>> BEGIN Data section

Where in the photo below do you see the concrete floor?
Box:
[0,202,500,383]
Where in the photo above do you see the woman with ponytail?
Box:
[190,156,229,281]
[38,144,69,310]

>> END Data section

> **Problem**:
Rewrite all the lines above, changing every "photo" to "image" and keeping everything else the same.

> **Response to the task**:
Where in the image below do you see the concrete floor?
Box:
[0,202,500,383]
Where in the image above do you see the woman with ponytail?
Box:
[190,156,229,281]
[38,144,69,310]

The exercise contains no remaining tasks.